§ Explore the material
[a] According to the Ballona Wetlands notice, what phone number should people call to report suspicious activity at the reserve?
[b] Retype the portion of the Ballona Wetlands notice that begins with the words containing "Public access to BWER is" and ends with "highly urban area.", keeping it identical to the original.
____ Selected passage
Jordan Traverso, CDFW Communications, (916) 654-9937
The California Department of Fish and Wildlife (CDFW) is reminding those who visit state ecological reserves to be mindful of the site’s specific rules and regulations. CDFW also reminds Californians that trespassing on ecological reserves and wildlife areas that are closed, like the Ballona Wetlands Ecological Reserve (BWER), is not only a crime, but can be very dangerous.
CDFW limits public access to BWER due to health, safety and resource concerns. CDFW is working to address the onsite criminal activity, including drugs, as well as homeless encampments and their related issues. BWER also has sensitive cultural resources that should be respected.
Public access to BWER is available through Friends of Ballona Wetlands (www.ballonafriends.org/), The Mountains Recreation & Conservation Authority (www.mrca.ca.gov/), and the Audubon Society (http://losangelesaudubon.org/index.php/education-mainmenu-194/ballona-wetlands-program-mainmenu-203) which conduct organized tours and restoration activities in specified areas of BWER. CDFW also partners with local law enforcement agencies to assist with site security and addressing issues pertaining to the homeless encampments. If people want to participate in protecting, visiting and restoring BWER they can contact the organizations above to get involved. They can also report suspicious activity witnessed at BWER to the CalTIP Hotline by calling (888) 334-2258. Finally, they can spread the word to friends and family about this important natural resource in a highly urban area.
________
____ Provided records
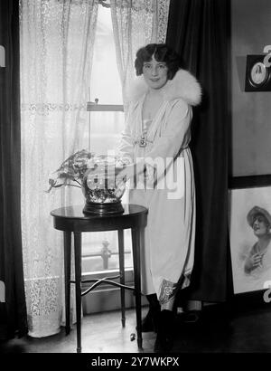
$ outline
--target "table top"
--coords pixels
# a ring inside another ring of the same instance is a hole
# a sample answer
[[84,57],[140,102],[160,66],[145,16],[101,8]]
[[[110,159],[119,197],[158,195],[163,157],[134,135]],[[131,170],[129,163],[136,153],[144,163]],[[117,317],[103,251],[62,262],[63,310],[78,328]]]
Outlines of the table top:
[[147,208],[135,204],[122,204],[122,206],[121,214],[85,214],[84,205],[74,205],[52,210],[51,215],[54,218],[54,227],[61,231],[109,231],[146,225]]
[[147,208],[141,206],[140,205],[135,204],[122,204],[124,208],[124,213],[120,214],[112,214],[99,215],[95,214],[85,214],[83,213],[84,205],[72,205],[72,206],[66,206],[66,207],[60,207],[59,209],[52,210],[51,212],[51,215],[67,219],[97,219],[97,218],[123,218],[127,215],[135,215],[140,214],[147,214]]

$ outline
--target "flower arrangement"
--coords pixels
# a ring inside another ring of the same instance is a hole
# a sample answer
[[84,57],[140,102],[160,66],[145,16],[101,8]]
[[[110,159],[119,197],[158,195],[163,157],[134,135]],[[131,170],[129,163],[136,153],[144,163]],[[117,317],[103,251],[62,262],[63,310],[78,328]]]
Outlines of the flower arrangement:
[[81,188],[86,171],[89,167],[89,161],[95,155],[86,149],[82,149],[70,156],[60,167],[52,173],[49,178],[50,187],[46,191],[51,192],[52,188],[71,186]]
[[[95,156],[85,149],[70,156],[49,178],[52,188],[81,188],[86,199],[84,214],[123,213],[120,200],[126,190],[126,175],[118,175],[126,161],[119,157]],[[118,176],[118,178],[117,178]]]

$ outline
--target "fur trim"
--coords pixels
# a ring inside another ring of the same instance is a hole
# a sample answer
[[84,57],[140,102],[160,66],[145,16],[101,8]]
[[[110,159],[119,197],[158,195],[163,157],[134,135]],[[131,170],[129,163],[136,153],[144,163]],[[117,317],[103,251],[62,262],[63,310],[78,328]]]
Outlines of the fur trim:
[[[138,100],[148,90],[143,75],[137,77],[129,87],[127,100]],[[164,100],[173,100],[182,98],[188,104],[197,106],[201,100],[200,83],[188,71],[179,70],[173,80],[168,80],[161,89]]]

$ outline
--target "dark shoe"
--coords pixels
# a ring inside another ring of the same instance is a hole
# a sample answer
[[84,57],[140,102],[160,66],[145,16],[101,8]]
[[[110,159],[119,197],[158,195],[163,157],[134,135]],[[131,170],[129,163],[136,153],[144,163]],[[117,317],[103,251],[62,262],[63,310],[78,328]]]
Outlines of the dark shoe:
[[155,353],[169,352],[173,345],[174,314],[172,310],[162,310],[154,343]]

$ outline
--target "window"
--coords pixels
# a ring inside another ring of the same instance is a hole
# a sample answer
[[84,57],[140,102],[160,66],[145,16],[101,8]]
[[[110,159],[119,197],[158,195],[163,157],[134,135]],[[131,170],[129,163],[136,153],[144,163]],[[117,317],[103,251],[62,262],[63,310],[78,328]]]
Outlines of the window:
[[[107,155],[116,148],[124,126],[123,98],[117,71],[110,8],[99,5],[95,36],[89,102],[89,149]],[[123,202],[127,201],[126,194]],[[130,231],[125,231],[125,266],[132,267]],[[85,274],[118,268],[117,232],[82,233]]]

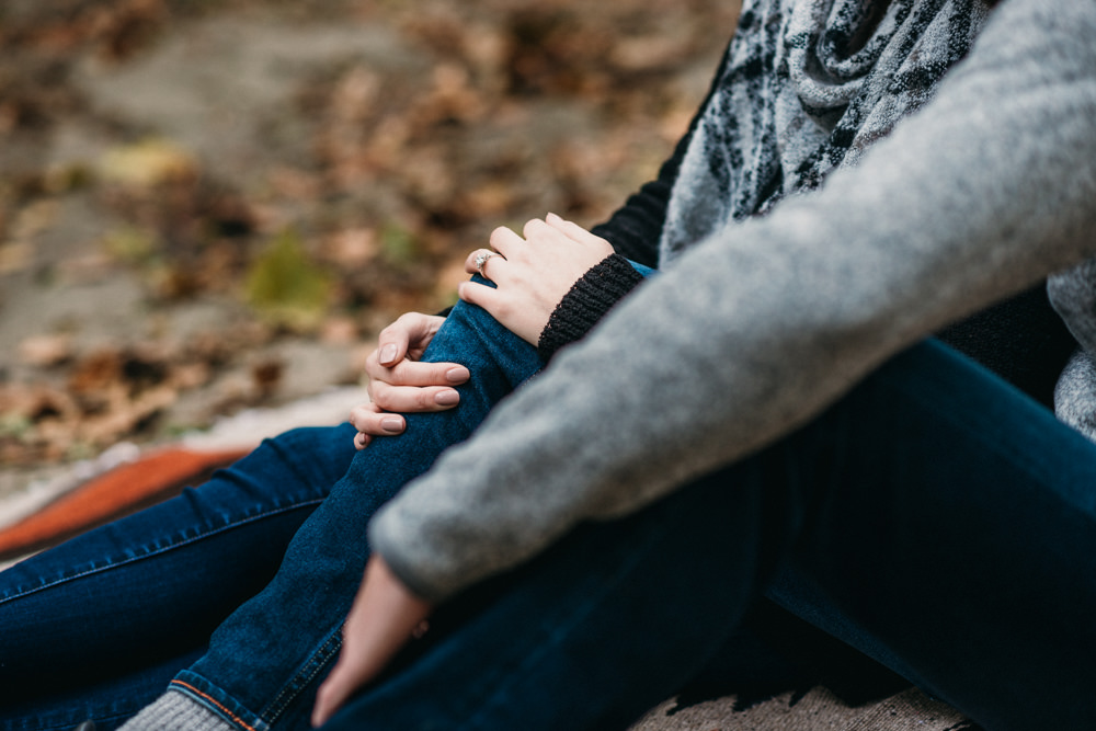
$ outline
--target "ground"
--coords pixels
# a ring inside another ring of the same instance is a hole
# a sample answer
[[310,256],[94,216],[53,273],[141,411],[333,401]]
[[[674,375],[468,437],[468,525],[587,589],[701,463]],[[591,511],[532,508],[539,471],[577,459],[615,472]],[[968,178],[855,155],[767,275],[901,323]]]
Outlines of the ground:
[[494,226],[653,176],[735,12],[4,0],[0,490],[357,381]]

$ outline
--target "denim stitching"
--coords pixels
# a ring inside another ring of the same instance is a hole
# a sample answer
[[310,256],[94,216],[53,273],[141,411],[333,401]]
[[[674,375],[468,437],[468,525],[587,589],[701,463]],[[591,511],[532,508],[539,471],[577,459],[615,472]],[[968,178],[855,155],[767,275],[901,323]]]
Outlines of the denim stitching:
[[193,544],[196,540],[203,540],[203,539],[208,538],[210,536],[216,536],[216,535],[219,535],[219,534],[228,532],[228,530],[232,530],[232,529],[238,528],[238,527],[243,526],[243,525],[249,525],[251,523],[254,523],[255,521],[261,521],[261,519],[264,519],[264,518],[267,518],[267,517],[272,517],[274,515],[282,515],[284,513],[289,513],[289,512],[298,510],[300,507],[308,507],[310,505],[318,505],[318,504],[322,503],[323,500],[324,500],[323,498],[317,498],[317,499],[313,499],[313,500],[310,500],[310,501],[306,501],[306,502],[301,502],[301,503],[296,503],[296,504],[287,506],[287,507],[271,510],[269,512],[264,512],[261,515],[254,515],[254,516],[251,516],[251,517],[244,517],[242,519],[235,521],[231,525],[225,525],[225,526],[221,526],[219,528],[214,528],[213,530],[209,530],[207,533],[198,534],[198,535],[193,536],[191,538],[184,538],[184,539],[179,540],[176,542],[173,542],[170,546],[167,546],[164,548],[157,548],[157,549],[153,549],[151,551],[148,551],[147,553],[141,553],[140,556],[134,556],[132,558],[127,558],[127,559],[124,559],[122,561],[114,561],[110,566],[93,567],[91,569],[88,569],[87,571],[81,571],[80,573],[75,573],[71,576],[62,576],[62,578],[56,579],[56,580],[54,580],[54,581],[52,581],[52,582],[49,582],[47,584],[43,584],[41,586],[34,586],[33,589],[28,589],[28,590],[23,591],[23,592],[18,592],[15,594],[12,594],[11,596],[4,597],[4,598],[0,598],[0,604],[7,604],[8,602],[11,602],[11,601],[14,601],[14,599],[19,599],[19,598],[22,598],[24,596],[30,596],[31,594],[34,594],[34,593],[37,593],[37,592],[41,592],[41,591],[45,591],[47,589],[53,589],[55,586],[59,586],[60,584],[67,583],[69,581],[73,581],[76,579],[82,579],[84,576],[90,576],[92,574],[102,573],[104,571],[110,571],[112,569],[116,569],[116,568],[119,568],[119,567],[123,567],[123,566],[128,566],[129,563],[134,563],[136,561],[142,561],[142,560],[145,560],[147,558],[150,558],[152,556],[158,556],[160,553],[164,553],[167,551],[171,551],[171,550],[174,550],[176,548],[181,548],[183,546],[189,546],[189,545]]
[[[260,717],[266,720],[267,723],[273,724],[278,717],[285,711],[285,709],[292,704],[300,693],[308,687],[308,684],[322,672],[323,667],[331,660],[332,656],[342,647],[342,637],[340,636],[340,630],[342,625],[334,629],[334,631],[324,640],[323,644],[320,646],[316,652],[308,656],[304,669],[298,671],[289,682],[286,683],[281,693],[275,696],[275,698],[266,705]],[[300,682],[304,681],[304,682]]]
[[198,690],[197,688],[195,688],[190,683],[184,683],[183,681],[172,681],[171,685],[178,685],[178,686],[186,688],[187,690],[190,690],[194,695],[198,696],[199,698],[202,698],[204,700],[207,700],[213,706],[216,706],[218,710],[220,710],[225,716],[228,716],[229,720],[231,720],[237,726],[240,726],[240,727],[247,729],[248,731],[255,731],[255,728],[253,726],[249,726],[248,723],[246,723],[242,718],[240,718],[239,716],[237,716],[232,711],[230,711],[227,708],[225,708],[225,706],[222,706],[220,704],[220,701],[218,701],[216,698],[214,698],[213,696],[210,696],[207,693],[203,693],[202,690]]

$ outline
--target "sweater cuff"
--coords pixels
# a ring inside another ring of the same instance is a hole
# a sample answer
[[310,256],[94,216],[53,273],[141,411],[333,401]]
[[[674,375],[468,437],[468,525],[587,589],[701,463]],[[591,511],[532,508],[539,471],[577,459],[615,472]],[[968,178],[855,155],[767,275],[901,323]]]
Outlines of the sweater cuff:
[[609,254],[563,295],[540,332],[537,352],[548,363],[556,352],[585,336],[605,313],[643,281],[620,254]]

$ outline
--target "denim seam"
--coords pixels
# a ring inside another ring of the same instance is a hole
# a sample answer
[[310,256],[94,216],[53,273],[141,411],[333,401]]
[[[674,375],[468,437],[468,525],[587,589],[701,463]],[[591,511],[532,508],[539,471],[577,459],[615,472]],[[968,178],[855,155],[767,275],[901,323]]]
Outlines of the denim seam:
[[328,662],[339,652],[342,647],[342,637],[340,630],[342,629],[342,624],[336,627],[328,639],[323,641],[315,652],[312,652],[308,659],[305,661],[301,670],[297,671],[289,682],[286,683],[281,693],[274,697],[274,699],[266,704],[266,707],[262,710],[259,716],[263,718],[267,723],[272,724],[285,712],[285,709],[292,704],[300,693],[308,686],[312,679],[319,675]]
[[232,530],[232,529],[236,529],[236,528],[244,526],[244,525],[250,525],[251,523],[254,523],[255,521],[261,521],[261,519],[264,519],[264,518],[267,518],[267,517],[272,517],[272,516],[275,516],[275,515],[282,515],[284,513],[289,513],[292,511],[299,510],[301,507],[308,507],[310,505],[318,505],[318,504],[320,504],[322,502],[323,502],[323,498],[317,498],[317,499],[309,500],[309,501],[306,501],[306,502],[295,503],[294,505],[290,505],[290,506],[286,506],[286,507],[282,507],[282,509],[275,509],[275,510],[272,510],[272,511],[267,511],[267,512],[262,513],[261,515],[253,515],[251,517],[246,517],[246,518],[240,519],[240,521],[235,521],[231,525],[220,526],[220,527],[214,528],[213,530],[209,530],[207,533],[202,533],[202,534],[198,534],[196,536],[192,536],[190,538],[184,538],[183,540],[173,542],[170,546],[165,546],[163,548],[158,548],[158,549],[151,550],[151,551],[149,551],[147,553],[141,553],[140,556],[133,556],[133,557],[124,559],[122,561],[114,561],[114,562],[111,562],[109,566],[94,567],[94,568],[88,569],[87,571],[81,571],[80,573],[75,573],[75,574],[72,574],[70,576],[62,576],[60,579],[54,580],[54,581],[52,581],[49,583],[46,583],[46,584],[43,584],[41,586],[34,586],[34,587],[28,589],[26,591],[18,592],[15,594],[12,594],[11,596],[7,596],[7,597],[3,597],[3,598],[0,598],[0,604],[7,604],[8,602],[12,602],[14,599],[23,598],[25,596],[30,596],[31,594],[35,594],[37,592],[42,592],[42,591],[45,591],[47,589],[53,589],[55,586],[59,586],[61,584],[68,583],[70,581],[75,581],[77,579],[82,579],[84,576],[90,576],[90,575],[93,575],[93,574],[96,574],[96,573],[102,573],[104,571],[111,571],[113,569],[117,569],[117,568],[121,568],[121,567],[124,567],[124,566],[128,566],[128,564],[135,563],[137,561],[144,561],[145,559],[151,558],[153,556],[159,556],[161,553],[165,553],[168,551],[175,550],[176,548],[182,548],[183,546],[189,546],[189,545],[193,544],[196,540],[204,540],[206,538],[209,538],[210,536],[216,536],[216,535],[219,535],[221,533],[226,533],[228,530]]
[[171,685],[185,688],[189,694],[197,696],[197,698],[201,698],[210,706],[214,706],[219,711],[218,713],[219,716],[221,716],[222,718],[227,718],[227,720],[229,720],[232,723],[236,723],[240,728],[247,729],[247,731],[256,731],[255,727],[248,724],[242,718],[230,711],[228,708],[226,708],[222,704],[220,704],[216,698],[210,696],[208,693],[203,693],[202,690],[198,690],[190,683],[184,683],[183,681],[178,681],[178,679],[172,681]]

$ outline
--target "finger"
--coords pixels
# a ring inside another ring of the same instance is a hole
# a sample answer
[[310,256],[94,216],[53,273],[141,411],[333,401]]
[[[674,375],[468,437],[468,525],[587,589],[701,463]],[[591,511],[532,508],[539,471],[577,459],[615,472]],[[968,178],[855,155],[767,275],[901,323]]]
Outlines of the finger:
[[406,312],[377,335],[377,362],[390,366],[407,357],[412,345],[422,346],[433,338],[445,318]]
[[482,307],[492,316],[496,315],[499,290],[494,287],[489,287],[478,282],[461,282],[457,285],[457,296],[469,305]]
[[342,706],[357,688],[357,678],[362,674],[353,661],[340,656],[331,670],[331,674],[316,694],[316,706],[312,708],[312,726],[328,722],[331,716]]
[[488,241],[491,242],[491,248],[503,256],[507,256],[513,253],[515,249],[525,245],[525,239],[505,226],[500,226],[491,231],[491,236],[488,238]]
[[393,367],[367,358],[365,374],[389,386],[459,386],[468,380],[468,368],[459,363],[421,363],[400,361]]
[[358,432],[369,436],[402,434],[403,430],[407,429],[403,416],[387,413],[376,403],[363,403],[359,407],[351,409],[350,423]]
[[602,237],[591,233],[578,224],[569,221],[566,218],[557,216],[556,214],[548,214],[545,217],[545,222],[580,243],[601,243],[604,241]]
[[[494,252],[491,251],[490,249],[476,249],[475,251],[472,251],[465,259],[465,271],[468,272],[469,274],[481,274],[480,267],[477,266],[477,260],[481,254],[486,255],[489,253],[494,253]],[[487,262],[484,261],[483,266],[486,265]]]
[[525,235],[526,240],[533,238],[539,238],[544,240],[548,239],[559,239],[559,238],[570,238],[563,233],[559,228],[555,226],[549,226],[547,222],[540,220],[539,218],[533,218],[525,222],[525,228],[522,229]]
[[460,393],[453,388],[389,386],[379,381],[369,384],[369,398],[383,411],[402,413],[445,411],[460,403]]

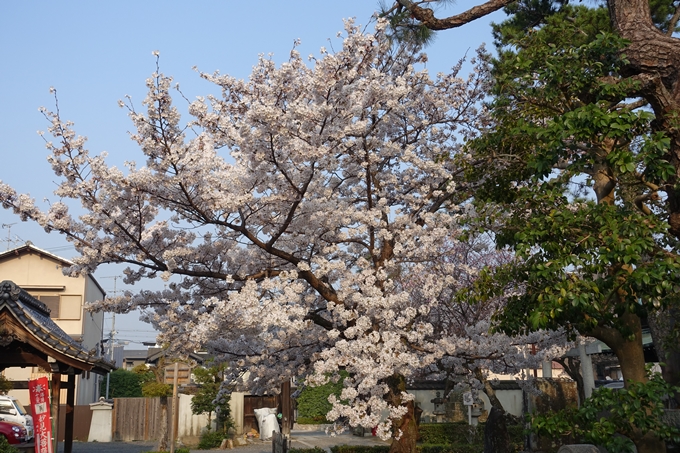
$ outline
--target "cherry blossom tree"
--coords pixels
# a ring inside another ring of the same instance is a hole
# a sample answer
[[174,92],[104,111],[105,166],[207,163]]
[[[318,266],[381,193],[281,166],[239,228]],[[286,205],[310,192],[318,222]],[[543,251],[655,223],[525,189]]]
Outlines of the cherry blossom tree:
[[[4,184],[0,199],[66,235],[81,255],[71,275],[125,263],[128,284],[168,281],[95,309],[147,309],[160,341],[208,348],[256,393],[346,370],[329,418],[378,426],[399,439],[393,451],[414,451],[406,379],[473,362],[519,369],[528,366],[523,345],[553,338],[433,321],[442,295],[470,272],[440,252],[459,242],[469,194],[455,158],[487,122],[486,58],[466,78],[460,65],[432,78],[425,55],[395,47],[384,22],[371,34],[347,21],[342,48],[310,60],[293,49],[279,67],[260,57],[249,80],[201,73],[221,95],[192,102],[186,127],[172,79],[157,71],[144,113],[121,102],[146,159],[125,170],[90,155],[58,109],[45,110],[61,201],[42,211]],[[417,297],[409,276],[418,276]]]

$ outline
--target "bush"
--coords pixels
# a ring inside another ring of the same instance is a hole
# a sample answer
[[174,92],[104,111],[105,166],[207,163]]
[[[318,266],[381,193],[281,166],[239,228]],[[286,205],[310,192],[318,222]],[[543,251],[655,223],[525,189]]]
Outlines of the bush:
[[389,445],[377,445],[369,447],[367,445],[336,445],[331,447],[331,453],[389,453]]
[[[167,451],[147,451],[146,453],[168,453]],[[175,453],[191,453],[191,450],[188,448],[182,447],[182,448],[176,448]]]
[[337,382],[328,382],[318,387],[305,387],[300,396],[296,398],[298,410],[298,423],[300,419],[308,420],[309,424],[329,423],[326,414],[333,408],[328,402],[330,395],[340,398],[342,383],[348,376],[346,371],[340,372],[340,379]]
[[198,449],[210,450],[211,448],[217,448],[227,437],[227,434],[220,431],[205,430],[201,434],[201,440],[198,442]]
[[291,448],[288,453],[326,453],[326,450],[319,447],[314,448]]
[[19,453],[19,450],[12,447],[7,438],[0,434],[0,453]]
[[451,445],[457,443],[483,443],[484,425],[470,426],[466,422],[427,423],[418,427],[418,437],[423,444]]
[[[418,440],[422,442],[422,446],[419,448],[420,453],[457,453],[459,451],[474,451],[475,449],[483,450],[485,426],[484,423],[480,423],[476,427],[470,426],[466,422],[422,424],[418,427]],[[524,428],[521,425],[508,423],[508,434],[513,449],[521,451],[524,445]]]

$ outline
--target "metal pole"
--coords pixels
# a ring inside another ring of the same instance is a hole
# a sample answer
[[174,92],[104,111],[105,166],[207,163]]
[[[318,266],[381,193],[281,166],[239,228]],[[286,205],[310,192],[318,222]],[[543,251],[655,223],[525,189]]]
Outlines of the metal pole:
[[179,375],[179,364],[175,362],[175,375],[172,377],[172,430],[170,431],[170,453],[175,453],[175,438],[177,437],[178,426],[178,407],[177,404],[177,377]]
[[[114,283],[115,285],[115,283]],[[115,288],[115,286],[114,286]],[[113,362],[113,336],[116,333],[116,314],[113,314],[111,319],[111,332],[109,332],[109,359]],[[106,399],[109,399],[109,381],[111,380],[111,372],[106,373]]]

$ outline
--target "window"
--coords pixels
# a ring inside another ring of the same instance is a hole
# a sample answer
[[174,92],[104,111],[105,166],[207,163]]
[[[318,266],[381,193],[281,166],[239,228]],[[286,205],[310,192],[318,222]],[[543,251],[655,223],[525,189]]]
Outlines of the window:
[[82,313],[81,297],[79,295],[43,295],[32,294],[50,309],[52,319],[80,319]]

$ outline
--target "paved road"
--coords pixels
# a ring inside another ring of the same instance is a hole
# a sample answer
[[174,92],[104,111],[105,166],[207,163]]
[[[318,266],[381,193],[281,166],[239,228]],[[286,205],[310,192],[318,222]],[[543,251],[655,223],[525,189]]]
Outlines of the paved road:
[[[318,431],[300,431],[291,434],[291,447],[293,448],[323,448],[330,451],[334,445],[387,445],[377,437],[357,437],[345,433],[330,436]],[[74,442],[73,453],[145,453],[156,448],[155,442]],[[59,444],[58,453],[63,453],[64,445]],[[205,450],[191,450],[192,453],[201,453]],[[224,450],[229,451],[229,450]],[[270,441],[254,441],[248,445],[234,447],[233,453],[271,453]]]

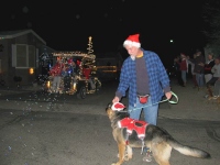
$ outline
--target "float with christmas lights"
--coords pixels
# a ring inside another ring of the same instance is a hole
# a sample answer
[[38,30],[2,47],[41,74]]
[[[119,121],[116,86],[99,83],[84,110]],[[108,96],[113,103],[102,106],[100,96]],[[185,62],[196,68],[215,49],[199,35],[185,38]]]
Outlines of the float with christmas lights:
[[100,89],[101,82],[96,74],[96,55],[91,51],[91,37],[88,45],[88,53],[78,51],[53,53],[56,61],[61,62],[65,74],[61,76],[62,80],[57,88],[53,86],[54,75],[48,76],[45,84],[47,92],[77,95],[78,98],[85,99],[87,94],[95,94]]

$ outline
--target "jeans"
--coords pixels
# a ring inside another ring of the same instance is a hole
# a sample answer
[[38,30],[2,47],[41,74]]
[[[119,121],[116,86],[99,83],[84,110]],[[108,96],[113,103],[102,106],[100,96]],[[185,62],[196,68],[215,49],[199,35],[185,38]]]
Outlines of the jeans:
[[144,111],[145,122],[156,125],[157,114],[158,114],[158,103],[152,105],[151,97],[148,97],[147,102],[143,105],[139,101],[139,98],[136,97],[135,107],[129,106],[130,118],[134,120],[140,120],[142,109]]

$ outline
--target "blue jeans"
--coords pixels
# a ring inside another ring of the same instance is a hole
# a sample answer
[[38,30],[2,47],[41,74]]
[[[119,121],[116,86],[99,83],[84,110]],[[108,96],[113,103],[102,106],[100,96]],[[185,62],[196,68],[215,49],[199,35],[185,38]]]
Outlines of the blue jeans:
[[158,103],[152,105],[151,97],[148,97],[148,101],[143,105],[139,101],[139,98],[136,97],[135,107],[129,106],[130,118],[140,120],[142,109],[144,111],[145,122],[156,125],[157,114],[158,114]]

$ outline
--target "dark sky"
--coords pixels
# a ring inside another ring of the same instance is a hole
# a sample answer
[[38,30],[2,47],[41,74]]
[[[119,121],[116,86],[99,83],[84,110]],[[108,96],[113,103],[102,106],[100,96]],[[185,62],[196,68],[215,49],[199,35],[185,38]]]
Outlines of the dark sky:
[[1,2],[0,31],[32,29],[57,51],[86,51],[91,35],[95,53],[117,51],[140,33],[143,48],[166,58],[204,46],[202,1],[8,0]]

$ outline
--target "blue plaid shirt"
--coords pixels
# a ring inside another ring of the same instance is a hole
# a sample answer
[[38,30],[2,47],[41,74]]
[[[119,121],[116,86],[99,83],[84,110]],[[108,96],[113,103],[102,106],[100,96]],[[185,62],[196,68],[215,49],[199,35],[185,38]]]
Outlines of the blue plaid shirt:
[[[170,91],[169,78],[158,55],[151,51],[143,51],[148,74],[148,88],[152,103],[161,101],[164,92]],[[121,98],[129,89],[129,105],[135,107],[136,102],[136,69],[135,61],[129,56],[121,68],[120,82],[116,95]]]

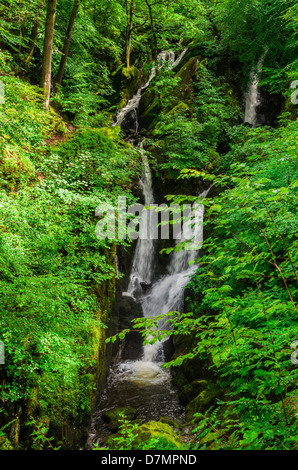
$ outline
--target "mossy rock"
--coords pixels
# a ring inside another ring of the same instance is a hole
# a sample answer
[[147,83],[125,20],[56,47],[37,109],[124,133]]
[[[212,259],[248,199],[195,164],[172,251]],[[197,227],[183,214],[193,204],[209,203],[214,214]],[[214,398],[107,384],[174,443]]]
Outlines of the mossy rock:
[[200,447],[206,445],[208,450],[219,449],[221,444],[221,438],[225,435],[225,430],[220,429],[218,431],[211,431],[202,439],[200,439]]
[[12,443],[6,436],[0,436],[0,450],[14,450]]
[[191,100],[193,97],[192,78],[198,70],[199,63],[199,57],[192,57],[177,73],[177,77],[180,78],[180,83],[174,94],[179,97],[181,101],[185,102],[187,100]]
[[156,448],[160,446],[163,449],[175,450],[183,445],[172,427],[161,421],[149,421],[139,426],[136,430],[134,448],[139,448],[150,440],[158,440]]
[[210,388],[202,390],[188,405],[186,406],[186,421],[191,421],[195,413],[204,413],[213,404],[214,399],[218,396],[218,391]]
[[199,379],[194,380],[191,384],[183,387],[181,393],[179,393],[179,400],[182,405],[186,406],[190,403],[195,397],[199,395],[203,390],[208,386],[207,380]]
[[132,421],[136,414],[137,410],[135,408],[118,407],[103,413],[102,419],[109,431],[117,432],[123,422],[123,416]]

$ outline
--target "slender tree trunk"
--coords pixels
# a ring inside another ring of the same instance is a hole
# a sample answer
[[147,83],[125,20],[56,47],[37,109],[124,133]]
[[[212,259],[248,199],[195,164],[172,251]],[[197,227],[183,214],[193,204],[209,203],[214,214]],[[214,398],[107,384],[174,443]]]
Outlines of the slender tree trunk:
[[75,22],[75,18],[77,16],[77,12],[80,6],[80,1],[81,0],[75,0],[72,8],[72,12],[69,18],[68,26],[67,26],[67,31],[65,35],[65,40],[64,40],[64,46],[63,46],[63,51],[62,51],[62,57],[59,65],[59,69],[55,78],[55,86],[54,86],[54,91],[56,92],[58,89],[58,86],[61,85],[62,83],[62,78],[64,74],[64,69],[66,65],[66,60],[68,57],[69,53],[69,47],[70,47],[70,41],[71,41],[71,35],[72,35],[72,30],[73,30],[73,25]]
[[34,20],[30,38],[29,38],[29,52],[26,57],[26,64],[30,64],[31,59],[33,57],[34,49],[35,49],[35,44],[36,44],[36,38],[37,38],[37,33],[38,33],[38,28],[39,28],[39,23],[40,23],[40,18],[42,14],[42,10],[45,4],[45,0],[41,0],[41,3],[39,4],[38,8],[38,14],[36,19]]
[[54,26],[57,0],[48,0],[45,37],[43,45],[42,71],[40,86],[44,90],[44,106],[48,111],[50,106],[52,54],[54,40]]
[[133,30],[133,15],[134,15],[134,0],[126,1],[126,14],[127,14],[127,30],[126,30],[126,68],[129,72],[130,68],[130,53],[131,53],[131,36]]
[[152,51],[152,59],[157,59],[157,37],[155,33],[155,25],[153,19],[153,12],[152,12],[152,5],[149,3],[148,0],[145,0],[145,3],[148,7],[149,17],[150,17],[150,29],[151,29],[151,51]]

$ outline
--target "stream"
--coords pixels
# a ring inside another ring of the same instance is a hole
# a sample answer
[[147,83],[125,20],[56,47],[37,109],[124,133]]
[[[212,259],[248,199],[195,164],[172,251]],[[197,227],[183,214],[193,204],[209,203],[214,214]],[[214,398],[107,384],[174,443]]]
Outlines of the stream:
________
§ Solution list
[a] (888) 334-2258, the CalTIP Hotline.

[b]
Public access to BWER is available through Friends of Ballona Wetlands (www.ballonafriends.org/), The Mountains Recreation & Conservation Authority (www.mrca.ca.gov/), and the Audubon Society (http://losangelesaudubon.org/index.php/education-mainmenu-194/ballona-wetlands-program-mainmenu-203) which conduct organized tours and restoration activities in specified areas of BWER. CDFW also partners with local law enforcement agencies to assist with site security and addressing issues pertaining to the homeless encampments. If people want to participate in protecting, visiting and restoring BWER they can contact the organizations above to get involved. They can also report suspicious activity witnessed at BWER to the CalTIP Hotline by calling (888) 334-2258. Finally, they can spread the word to friends and family about this important natural resource in a highly urban area.